- **EXTRACTO PROPORCIONADO**:
- - - - - - -

Tengo el el kernel 3.18.11 para más datos.

Desde ya agradezco a quien me ayude.

Gracias linuxeros.

Amigo, ahí agregué algo más de código, gracias por ayudar.

Sino dime como postearlo el archivo log, lo tengo en un txt.Last edited by manara39 on Fri May 22, 2015 7:30 pm; edited 3 times in total

----------

## pelelademadera

my escueta la info.

pasa mas del log de compilacion.

por otra parte estas compilando mediante emerge imagino no? o lo estas haciendo a mano con un make?

----------

## quilosaq

Para ejecutar máquinas virtuales con VirtualBox no necesitas instalar el paquete virtualbox-guest-additions.

Ese paquete sólo se necesita instalar en Gentoo cuando Gentoo se ejecuta como sistema operativo invitado en una máquina virtual.

- - - - - - -

- **DATOS DISPONIBLES**:
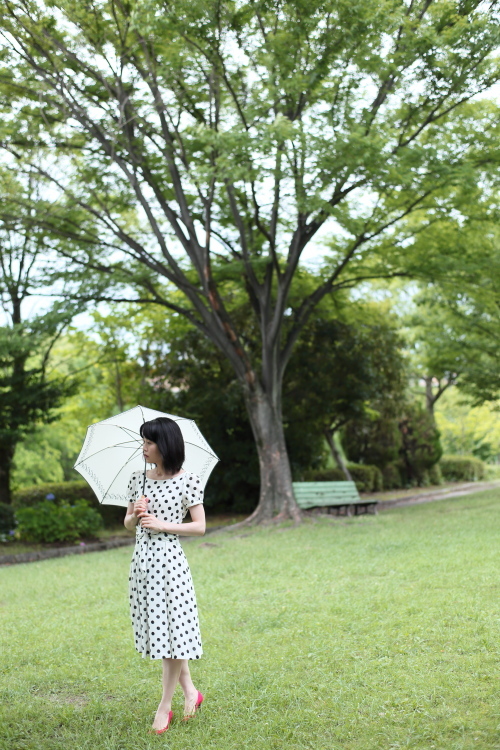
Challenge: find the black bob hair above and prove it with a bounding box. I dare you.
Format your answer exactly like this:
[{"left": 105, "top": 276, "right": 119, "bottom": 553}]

- - - - - - -

- **TAREAS DEL EJERCICIO**:
1 - Por favor, responde estas preguntas con los datos del extracto:
(a) ¿Qué versión del kernel tiene quien abre la consulta?
(b) ¿Qué dos maneras de compilar plantea pelelademadera?
(c) Según quilosaq, ¿cuándo hace falta instalar el paquete virtualbox-guest-additions en Gentoo?
2 - Indica si cada afirmación coincide con el extracto y cita las palabras que lo deciden:
(a) Quien abre la consulta tiene el archivo log en un txt.
(b) Según quilosaq, ejecutar máquinas virtuales con VirtualBox requiere el paquete virtualbox-guest-additions.
(c) pelelademadera pide más del log de compilación.

- **RESPUESTAS**:
1 -
(a) La versión 3.18.11.
(b) Mediante emerge o a mano con un make.
(c) Cuando Gentoo se ejecuta como sistema operativo invitado en una máquina virtual.

2 -
(a) Sí: "lo tengo en un txt".
(b) No: "Para ejecutar máquinas virtuales con VirtualBox no necesitas instalar el paquete virtualbox-guest-additions."
(c) Sí: "pasa mas del log de compilacion."